*Problem to work on*: From the first entry to the last, repeat the listing exactly.

[Opening Given entries section]

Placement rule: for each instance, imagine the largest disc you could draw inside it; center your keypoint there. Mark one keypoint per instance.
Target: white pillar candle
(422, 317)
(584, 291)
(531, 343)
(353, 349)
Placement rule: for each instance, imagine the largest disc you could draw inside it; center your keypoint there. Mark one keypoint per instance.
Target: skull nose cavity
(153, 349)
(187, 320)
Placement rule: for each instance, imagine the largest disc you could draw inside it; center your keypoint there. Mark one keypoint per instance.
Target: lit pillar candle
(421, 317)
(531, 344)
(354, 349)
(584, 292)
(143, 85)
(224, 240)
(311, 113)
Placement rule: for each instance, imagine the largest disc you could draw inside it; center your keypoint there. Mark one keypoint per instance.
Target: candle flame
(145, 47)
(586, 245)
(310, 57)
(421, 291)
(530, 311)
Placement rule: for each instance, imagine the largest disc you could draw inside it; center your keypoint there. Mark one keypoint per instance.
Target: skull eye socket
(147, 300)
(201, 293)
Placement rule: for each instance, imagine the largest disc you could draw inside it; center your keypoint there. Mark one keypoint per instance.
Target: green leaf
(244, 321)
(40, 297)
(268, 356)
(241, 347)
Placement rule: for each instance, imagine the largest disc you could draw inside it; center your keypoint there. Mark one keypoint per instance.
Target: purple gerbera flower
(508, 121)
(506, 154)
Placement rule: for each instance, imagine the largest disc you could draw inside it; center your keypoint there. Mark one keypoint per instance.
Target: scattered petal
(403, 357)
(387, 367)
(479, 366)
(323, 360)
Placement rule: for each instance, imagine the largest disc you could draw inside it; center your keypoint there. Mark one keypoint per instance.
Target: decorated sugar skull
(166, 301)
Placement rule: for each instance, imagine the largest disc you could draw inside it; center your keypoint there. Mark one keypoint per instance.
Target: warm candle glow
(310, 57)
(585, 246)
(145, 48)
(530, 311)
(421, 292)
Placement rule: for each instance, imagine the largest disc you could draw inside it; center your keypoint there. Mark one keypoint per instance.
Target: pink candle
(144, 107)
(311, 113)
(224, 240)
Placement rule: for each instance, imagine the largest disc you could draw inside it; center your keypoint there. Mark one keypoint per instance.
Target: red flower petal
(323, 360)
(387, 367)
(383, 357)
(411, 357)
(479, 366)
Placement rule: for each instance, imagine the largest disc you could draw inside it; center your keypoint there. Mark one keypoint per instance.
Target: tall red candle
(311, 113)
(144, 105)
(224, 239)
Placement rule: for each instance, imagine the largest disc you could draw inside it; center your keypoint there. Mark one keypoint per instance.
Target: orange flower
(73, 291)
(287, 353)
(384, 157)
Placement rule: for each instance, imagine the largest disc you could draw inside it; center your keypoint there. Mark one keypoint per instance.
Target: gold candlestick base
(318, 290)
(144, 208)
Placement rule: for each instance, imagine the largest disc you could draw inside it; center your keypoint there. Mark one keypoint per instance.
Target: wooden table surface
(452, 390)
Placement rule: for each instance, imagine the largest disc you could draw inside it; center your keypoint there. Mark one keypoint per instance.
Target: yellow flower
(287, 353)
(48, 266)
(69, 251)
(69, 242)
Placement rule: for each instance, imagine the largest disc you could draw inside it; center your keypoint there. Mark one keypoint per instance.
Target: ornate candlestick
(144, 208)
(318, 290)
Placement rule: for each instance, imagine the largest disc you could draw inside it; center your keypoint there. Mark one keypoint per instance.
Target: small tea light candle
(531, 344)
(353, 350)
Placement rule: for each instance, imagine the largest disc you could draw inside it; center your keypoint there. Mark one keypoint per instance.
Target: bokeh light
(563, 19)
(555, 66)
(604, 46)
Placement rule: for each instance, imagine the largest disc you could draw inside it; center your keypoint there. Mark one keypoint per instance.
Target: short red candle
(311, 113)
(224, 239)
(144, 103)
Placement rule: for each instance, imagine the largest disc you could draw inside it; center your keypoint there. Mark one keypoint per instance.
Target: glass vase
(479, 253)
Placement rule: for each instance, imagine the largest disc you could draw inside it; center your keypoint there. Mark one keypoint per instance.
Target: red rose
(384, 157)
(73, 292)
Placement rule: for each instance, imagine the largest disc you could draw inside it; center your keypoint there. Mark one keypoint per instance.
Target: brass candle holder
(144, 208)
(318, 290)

[Closing Given entries section]

*Task solution*:
Placement rule: for each instance, imagine the largest disc you could draw inside it; center your keypoint there. Mark one keypoint per instance.
Target: white pillar candle
(422, 317)
(584, 291)
(531, 343)
(353, 349)
Placement rule: for each instance, imagine the largest disc you could draw inside it; center your keypoint there. Mark one keypoint per instance.
Target: skull nose cavity
(153, 349)
(187, 320)
Placement rule: for each instance, imagine the largest disc you could draw inside it; center your keypoint there. Mark one keypoint per instance.
Target: lit pillar candle
(421, 317)
(531, 344)
(354, 349)
(584, 292)
(143, 85)
(224, 240)
(311, 113)
Placement rule: for each instance, imagine the largest disc you could draw inside it; center your keypoint there. Mark one keypoint per instance.
Target: candle flame
(145, 47)
(586, 245)
(310, 57)
(421, 291)
(530, 311)
Placement rule: for each instance, imagine the largest disc you could draw inside it; center your keypoint there. Mark one keypoint per instance.
Target: skull eye socket
(147, 300)
(201, 293)
Placement rule: for each instance, imagine the largest disc you could draw inside it; center your keypoint there. Mark one keypoint per instance.
Target: green leaf
(244, 321)
(40, 297)
(268, 356)
(241, 347)
Placement rule: for each instance, imagine the largest disc you could draw inside it; center your keypoint there. Mark one keypoint per instance.
Target: purple gerbera flower
(508, 121)
(506, 154)
Placement rule: for each instance, imagine the largest disc you could draw inside it; center your keypoint there. Mark one keypoint per instance.
Target: scattered petal
(403, 357)
(387, 367)
(479, 366)
(323, 360)
Placement rule: for each instance, imagine the largest disc you could draw inside it; center your keypoint there. Mark one keypoint per instance.
Target: decorated sugar skull
(166, 301)
Placement rule: for each instance, imagine the largest disc you could draw inside it; center your keypoint there. Mark one keypoint per instance.
Target: warm candle glow
(310, 57)
(585, 246)
(145, 48)
(530, 311)
(421, 292)
Placement rule: for each instance, imagine the largest disc you could draw inside it; center your keypoint there. Mark one keypoint per instance.
Target: pink candle
(144, 107)
(311, 113)
(224, 240)
Placement rule: for each instance, imagine the largest disc you could draw inside it; center your keypoint there. Mark one keypoint per instance.
Target: red flower petal
(323, 360)
(387, 367)
(383, 357)
(411, 357)
(479, 366)
Placement rule: for each instance, imagine the largest disc you could draw inside it; center your keypoint there. Mark one keypoint per instance.
Target: tall red candle
(311, 113)
(144, 105)
(224, 239)
Placement rule: for each instance, imagine the largest disc you could draw inside it; center your keypoint there. Mark one keypoint per instance.
Target: orange flower
(73, 291)
(287, 353)
(384, 157)
Placement rule: for each instance, imagine the largest disc you could draw inside it; center your keypoint there. Mark one keypoint per instance.
Target: gold candlestick base
(318, 290)
(144, 208)
Placement rule: for each instance, imagine the largest disc you could draw inside it; center your keypoint there. Mark one keypoint per instance.
Target: wooden table surface
(452, 390)
Placement rule: for each instance, imagine the largest disc you could draw inside it; center your keypoint there. Mark one keypoint per instance.
Target: yellow flower
(287, 353)
(48, 266)
(69, 251)
(69, 242)
Placement rule: for each instance, imagine the largest disc you could draw inside it; center your keypoint there. Mark one keypoint per instance.
Target: ornate candlestick
(144, 208)
(318, 290)
Placement rule: for each instance, imagine the largest disc you could draw inside it; center your keypoint there. Mark one keypoint per instance.
Target: small tea light candle
(531, 344)
(353, 350)
Placement rule: for each instance, imagine the largest disc you could draw inside it; center your keypoint there. Mark one keypoint per instance.
Target: bokeh light
(563, 19)
(555, 66)
(604, 46)
Placement rule: for each instance, imagine the largest disc you could draw inside it; center your keypoint there. Mark one keypoint per instance.
Target: short red candle
(311, 113)
(224, 239)
(144, 103)
Placement rule: for each instance, imagine the largest disc you could draw inside it; center your keypoint there. Mark one keypoint per instance.
Target: glass vase
(479, 253)
Placement rule: for each instance, imagine the largest disc you could draw inside it; center your keypoint there. Mark one keypoint per instance.
Target: red rose
(384, 157)
(73, 292)
Placement rule: for each instance, imagine the largest disc you could draw inside it; center your keypoint there. Mark one keypoint per instance.
Target: brass candle holder
(144, 208)
(318, 290)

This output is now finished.